▶ _Prompt 1_: List every username that posts in the motor oil thread, in the order they appear.
▶ _Prompt 2_: Please write the next part of the motor oil thread, picking up after its last sentence.

# difference between motor oils



## Nick2002GLI (Dec 23, 2008)

Hi, I have a 2002 Jetta GLi, 24 valve VR6. I always used syntec blend 5w-30. switched to mobil 1 full synthetic 15,000 miles. Now I switched to Castrol Edge 15,000. By far its performed the best under Castrol edge. Why do alot of places say I need to use the European version of these oils? I really don;t see the difference


----------



## gehr (Jan 28, 2004)

*Re: difference between motor oils (Nick2002GLI)*


_Quote, originally posted by *Nick2002GLI* »_ By far its performed the best under Castrol edge. 

How? What does "performed the best" mean? Oil analysis, dyno numbers?


----------



## tjl (Mar 24, 2001)

*Re: difference between motor oils (Nick2002GLI)*

In 2004 or so, VW sent out letters saying to use VW 502.00 rated oil in 1998 to then-current VW gasoline engines.


----------



## rickjaguar (Apr 23, 2009)

*Re: difference between motor oils (Nick2002GLI)*

I had this car for 3 years. I found it very strong to resisting crappy oils. (it belonged to my ex GF and she went to jiffy lubes or dealership fills.. typical girl thoughts)

▶ _Entries shown_:
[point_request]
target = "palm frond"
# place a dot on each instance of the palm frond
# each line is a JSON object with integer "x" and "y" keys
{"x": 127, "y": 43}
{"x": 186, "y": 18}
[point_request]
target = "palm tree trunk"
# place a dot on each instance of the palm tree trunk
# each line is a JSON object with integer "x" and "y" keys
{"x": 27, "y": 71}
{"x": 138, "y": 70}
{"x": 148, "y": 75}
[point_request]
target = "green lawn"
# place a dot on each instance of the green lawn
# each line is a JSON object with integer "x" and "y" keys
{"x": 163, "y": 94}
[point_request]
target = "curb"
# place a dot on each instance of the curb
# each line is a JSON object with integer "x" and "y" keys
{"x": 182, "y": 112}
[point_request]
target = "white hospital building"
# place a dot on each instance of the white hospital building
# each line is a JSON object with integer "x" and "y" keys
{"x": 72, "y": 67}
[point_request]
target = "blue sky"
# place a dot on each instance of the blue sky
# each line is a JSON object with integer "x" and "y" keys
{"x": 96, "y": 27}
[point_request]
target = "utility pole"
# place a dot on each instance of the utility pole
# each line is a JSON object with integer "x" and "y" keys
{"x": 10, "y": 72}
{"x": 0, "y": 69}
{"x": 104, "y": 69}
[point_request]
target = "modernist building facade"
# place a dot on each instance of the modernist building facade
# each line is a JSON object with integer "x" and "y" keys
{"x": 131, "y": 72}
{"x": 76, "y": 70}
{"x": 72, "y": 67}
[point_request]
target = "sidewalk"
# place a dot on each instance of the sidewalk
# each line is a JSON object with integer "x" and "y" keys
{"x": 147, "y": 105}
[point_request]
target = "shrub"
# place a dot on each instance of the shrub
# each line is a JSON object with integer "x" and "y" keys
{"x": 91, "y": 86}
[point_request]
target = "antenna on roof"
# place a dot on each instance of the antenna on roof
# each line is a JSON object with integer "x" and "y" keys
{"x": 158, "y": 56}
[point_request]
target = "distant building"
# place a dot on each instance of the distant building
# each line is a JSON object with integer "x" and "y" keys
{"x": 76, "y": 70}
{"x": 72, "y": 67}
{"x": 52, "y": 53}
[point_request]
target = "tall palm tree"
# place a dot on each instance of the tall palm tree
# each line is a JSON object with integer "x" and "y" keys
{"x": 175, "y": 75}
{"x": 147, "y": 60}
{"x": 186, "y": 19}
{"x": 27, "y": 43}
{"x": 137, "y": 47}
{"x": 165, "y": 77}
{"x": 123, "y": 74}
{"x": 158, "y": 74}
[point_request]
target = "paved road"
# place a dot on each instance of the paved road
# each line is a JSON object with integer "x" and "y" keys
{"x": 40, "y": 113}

▶ _Answer 1_: Nick2002GLI, gehr, tjl, rickjaguar

▶ _Answer 2_:
Anyway, point is that when i found this out i switched it over to Motul X-Clean 5W40. I'm not saying you should do the same but- it was a noticeable improvement over the crap she always put in there. The engine sounded so much smoother and turbo-spooling was much easier to hear.
But despite the crap she used and how long overdue OCIs were- I was amazed at how it never burned a drop.


----------



## slowbluVW (Oct 15, 2002)

I take VW's oil recommendations for non-direct injection gas engines with a grain of salt.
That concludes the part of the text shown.